Given request: Can you rewrite the data from its start through the line containing "x=224 y=193", keeping every line including the requests, but shifting each coordinate in the answers up by 141?

● ● ● ● ● ● ●

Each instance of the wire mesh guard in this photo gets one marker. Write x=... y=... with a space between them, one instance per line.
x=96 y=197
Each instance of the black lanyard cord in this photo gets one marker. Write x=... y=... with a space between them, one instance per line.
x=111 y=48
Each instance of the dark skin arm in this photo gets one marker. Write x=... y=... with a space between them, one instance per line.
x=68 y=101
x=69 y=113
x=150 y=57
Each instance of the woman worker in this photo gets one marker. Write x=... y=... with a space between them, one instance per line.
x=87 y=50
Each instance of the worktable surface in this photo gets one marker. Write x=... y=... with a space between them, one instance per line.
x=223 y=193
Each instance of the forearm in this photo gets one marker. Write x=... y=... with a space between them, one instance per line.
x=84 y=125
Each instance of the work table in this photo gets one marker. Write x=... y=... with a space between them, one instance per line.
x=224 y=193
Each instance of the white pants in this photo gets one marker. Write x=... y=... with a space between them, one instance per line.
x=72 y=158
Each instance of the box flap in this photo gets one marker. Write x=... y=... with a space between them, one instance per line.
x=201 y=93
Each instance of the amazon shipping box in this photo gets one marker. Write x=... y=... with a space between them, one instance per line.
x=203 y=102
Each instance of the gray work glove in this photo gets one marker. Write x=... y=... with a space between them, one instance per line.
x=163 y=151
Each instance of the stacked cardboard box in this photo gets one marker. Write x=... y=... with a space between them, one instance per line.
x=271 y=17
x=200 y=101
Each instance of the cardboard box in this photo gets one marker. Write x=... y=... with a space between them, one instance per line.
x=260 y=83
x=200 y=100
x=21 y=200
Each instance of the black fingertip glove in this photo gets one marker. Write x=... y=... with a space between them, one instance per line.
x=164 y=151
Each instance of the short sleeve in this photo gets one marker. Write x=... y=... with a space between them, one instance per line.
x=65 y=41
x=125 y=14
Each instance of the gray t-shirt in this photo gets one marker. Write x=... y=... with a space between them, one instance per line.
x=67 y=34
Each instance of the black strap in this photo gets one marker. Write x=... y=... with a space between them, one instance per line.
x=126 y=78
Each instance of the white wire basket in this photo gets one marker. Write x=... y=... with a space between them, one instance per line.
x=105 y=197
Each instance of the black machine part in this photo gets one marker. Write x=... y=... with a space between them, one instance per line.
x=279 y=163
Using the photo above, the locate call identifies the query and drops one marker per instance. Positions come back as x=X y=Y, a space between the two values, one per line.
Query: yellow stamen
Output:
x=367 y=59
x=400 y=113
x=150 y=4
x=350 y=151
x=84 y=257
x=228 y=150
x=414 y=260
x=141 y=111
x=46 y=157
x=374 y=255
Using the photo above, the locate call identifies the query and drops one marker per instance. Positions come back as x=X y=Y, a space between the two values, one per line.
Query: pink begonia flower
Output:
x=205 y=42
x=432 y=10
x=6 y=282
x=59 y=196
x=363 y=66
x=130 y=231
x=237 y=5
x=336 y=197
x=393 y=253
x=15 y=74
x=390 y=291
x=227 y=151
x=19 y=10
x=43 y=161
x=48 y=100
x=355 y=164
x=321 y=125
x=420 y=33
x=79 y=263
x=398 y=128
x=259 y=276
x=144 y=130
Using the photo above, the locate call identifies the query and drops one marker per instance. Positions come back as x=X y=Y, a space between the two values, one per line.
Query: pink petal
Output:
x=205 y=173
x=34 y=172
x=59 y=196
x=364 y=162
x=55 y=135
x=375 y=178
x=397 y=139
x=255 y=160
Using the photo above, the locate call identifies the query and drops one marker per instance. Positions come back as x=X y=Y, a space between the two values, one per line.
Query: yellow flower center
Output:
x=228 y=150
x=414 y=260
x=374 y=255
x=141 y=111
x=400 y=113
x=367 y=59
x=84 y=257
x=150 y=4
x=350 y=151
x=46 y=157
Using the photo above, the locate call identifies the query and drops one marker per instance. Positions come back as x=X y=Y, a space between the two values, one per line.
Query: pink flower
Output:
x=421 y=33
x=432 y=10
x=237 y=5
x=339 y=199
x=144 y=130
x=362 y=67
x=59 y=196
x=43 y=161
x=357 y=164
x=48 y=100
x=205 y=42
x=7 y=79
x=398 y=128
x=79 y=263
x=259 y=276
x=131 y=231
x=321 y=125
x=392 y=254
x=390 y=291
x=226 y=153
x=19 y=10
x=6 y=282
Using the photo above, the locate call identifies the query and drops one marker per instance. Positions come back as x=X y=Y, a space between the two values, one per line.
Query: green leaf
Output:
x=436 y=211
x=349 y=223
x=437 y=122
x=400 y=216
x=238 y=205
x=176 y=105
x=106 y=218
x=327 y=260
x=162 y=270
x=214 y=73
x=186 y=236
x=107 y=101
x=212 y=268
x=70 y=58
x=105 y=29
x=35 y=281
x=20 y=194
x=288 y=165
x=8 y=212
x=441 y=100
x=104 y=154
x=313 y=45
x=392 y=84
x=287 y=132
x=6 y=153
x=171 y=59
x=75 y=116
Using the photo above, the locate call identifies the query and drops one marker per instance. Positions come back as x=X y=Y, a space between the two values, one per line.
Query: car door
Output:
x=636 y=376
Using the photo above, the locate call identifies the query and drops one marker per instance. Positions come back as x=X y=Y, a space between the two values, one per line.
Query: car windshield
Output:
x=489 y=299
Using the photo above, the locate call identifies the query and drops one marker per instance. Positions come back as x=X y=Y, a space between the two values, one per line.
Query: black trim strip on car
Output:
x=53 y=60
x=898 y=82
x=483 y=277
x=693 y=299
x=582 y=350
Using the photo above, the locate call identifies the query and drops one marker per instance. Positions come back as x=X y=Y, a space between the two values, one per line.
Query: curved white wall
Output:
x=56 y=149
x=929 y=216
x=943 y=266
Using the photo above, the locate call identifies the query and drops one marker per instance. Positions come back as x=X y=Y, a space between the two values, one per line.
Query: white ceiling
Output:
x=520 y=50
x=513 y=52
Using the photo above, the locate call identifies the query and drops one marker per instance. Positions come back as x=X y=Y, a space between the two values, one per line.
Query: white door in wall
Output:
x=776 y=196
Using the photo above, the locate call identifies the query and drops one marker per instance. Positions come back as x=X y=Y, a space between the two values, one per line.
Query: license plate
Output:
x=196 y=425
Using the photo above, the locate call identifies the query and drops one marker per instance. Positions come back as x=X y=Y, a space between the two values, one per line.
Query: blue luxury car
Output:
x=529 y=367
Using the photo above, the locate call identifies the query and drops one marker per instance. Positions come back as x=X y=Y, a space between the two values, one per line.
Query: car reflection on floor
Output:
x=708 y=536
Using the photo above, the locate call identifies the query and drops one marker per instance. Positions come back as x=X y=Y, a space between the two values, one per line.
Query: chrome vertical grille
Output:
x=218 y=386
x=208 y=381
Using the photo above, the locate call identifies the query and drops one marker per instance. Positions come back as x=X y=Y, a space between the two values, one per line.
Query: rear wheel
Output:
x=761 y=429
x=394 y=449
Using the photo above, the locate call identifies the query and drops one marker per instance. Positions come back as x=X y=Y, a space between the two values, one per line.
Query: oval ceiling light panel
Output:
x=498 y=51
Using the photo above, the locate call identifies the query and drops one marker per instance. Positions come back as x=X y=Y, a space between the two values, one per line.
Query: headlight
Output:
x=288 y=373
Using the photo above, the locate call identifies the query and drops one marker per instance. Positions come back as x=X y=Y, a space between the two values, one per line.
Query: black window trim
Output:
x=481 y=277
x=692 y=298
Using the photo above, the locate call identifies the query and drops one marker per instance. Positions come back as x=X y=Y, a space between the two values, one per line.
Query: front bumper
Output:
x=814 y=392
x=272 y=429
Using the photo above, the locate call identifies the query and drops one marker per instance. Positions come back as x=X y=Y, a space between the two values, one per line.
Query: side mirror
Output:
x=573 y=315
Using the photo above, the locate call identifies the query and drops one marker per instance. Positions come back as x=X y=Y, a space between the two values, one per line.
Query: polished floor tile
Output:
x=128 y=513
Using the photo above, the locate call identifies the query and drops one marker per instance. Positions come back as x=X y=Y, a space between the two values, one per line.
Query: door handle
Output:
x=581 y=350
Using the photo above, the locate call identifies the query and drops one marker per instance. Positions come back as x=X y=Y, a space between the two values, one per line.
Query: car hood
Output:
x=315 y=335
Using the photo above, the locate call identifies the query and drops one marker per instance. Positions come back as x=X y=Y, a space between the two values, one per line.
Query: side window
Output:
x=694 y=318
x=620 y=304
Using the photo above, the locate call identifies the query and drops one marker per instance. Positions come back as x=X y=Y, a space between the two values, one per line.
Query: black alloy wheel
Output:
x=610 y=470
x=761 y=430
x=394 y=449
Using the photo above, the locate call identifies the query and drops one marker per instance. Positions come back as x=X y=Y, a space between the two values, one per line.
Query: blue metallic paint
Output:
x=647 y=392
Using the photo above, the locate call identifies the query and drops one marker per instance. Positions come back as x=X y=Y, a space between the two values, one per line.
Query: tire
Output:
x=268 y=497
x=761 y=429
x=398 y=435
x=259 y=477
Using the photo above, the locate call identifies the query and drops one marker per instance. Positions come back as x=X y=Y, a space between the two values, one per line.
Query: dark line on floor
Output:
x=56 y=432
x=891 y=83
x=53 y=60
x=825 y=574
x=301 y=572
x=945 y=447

● ● ● ● ● ● ●

Exercise response:
Each instance of the wire mesh guard in this photo gets one marker. Write x=... y=... with a space between them, one instance per line.
x=237 y=338
Each instance of the black lanyard cord in this photo gets one marker. Write x=... y=... with a space between them, one instance per line.
x=252 y=189
Each instance of the dark skin arm in this photo gets one marker. Write x=... y=... with a space between them, one instance per line.
x=209 y=242
x=210 y=254
x=291 y=198
Each instance of the woman worker in this photo gets one marker. Write x=... y=... with a space between them, one instance per line.
x=228 y=191
Each instance of the worktable surface in this photo gets one marker. Write x=... y=... with a space between them, one instance per line.
x=364 y=334
Each instance of the forearm in this photo gets one marker. Write x=... y=... with a space between them, one instance per line.
x=225 y=266
Each instance of the work table in this photo gets one marker. Write x=... y=... with a space between them, one instance per line.
x=365 y=334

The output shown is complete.